(TEXT PROVIDED)
Event Details
- What: Play: "A Bad Year for Tomatoes"
- Where: Marco Island Historical Museum
- Cost: $18
- Age limit: All ages
MARCO ISLAND — A bad year for tomatoes can make for a good night at the theater.
Marco’s new Island Players Community Theater debuted with “A Bad Year for Tomatoes,” their maiden production, Friday evening in the Rose History Auditorium at the Marco Island Historical Museum. With well-cast actors and outrageous plot turns, the broad farce kept the audience engaged and laughing to the last blackout.
The blackouts were necessary; there are no curtains at the Rose hall, set up as a venue for lectures. But the cast and crew made good use of the space, and their stagecraft, equipment and attention to detail served notice they are a “farce” to be reckoned with in the local theater scene.
Before the first act, co-director and co-founder of the group Pat Berry made an announcement. Veteran daytime drama star, Soapfest stalwart and Island Players advisory board member Walt Willey had been working with the cast, functioning as a “script doctor” and helping bring the production to its final form. Willey, though, downplayed his role.

(TASK DIRECTIONS) Reproduce the entire review of the Island Players' debut production word for word.

(INFORMATION)

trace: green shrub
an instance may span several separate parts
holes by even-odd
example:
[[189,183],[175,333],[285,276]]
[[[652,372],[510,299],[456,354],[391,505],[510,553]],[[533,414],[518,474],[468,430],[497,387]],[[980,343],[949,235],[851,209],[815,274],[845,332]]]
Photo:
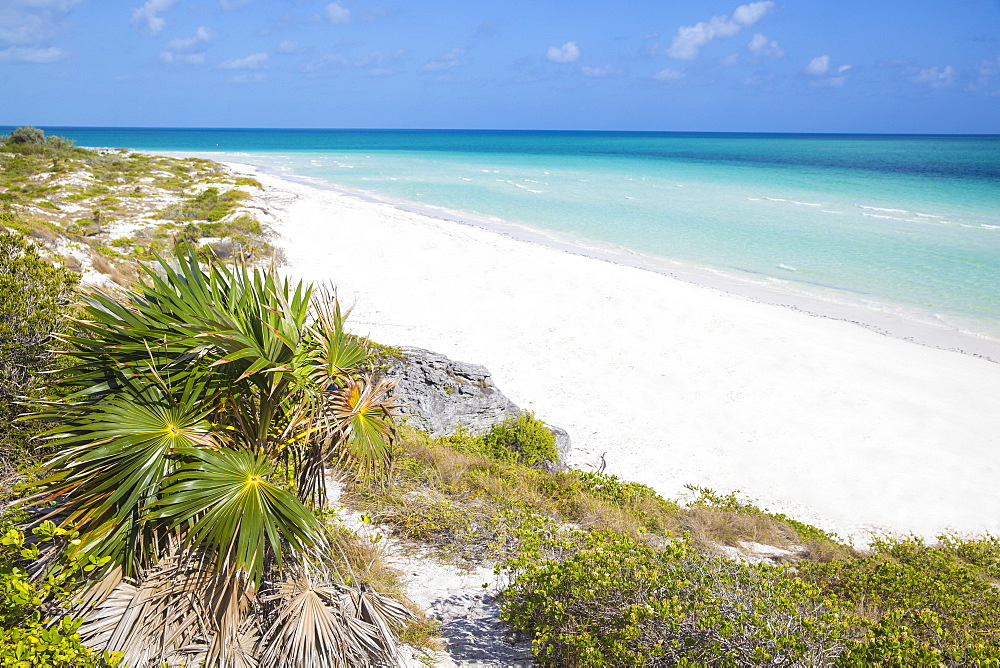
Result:
[[0,233],[0,460],[22,463],[36,429],[14,422],[17,402],[41,389],[54,332],[64,322],[79,276],[39,256],[24,237]]
[[[66,598],[63,585],[79,570],[71,564],[62,571],[34,581],[26,564],[40,553],[39,543],[74,540],[76,536],[46,522],[35,529],[34,541],[14,528],[0,537],[0,666],[12,668],[98,668],[116,666],[119,659],[84,647],[77,632],[82,620],[46,617],[44,605]],[[84,569],[93,570],[88,564]]]
[[576,533],[505,565],[515,577],[502,616],[532,638],[543,666],[816,665],[841,654],[857,626],[782,567],[684,542],[654,549]]
[[803,564],[803,578],[856,606],[869,637],[843,665],[1000,665],[1000,542],[881,539],[870,554]]
[[239,201],[249,196],[249,193],[242,190],[227,190],[220,193],[218,188],[206,188],[194,197],[164,211],[161,217],[216,222],[232,213]]
[[22,126],[4,138],[5,144],[44,144],[45,132],[38,128]]
[[490,456],[502,462],[517,462],[531,466],[556,461],[556,437],[530,411],[508,417],[483,437]]
[[69,157],[88,155],[89,151],[73,146],[73,140],[66,137],[45,136],[39,128],[22,126],[9,135],[0,137],[0,149],[25,155],[44,157]]

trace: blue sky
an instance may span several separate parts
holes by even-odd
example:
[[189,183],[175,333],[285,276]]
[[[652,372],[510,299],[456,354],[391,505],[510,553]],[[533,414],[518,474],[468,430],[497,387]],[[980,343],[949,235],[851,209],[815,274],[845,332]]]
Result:
[[1000,133],[1000,0],[0,0],[0,125]]

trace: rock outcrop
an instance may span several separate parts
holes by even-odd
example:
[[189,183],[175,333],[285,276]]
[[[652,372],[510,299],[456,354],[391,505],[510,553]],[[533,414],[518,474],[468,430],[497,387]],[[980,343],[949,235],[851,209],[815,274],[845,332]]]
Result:
[[[384,372],[396,381],[400,413],[414,429],[431,436],[450,436],[461,427],[485,434],[493,425],[521,412],[497,389],[489,370],[479,364],[457,362],[422,348],[403,348]],[[562,459],[570,449],[569,434],[545,425],[556,437]]]

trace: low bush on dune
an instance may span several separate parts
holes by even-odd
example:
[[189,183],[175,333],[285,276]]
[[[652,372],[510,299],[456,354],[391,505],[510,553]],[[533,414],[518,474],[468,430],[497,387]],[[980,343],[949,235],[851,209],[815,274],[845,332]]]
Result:
[[[407,432],[391,484],[349,504],[509,578],[503,616],[545,666],[993,665],[1000,541],[857,552],[735,494],[686,505],[615,476],[494,456],[483,437]],[[720,556],[784,545],[788,563]]]
[[613,532],[529,542],[503,617],[544,666],[818,665],[852,635],[843,606],[785,568]]
[[532,466],[559,458],[556,437],[530,412],[508,417],[483,437],[483,446],[494,458]]
[[998,541],[748,564],[614,532],[526,541],[503,617],[543,666],[998,665]]

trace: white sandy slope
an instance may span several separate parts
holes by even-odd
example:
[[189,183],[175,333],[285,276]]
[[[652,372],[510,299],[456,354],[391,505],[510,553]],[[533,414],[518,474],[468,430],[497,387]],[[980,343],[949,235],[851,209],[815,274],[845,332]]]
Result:
[[1000,532],[1000,364],[255,176],[292,275],[335,283],[358,333],[487,366],[575,467],[607,453],[859,544]]

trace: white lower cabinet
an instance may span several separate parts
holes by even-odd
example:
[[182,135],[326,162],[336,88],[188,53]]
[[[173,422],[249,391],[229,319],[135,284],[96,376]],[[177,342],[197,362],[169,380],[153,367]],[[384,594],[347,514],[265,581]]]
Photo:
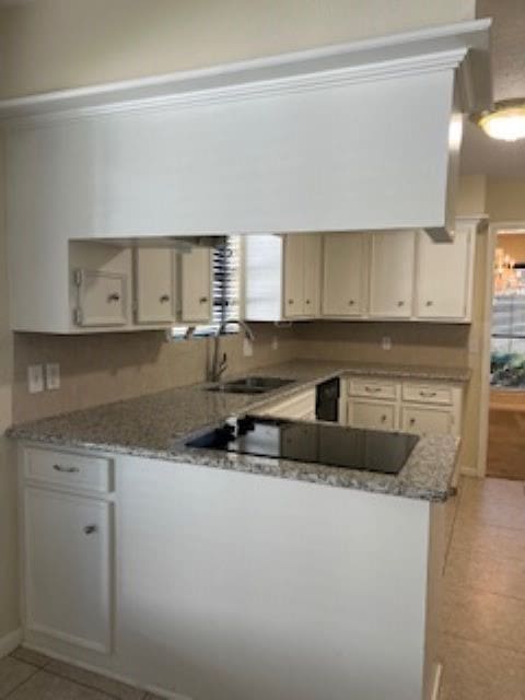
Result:
[[351,399],[348,402],[348,423],[370,430],[396,430],[397,407],[378,401]]
[[406,433],[447,434],[453,433],[454,420],[447,408],[429,406],[404,406],[401,408],[401,430]]
[[418,435],[459,435],[463,388],[455,383],[348,377],[347,424]]
[[26,627],[110,651],[112,504],[25,487]]

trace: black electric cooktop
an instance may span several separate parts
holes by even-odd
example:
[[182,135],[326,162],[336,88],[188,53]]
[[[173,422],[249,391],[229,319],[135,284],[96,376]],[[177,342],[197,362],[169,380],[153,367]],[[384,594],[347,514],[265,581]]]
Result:
[[221,427],[194,436],[186,445],[398,474],[418,440],[418,435],[408,433],[244,416],[229,418]]

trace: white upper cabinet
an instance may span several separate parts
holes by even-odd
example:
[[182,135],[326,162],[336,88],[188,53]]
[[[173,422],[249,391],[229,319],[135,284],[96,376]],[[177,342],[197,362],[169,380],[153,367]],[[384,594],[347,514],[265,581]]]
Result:
[[135,250],[135,302],[138,324],[162,324],[176,319],[175,281],[173,250]]
[[301,235],[284,240],[284,316],[304,316],[304,242]]
[[410,318],[415,282],[415,231],[372,234],[370,315]]
[[182,320],[209,323],[211,319],[211,252],[192,248],[180,255]]
[[453,243],[434,243],[420,233],[417,244],[415,314],[422,319],[469,320],[471,306],[472,226],[458,226]]
[[366,250],[363,233],[323,236],[325,316],[361,316],[365,311]]
[[320,238],[292,234],[284,237],[284,310],[287,318],[319,315]]

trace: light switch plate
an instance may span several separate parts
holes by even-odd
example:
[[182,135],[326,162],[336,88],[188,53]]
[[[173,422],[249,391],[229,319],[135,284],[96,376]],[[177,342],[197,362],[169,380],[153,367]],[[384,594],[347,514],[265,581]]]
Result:
[[42,364],[30,364],[27,368],[27,389],[30,394],[44,390],[44,369]]
[[254,354],[254,343],[249,338],[243,339],[243,355],[245,358],[250,358]]
[[46,364],[46,388],[55,392],[60,388],[60,365],[58,362]]

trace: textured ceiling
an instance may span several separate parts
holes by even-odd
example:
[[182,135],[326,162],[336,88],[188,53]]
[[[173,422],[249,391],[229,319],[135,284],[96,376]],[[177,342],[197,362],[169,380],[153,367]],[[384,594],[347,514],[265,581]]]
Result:
[[[525,0],[478,0],[478,16],[493,19],[491,60],[494,100],[525,98]],[[492,177],[525,178],[525,141],[489,139],[467,125],[462,171]]]

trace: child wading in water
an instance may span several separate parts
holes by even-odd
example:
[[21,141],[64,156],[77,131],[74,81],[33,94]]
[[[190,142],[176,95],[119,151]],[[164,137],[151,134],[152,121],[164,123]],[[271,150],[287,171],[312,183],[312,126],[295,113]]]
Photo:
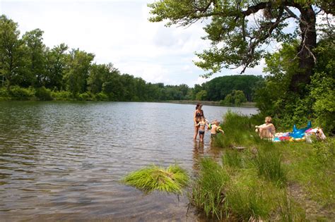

(SOLUTION BELOW)
Event Details
- What: Play: "A Bad Year for Tomatoes"
- Where: Marco Island Historical Museum
- Cost: $18
- Age limit: All ages
MARCO ISLAND — A bad year for tomatoes can make for a good night at the theater.
Marco’s new Island Players Community Theater debuted with “A Bad Year for Tomatoes,” their maiden production, Friday evening in the Rose History Auditorium at the Marco Island Historical Museum. With well-cast actors and outrageous plot turns, the broad farce kept the audience engaged and laughing to the last blackout.
The blackouts were necessary; there are no curtains at the Rose hall, set up as a venue for lectures. But the cast and crew made good use of the space, and their stagecraft, equipment and attention to detail served notice they are a “farce” to be reckoned with in the local theater scene.
Before the first act, co-director and co-founder of the group Pat Berry made an announcement. Veteran daytime drama star, Soapfest stalwart and Island Players advisory board member Walt Willey had been working with the cast, functioning as a “script doctor” and helping bring the production to its final form. Willey, though, downplayed his role.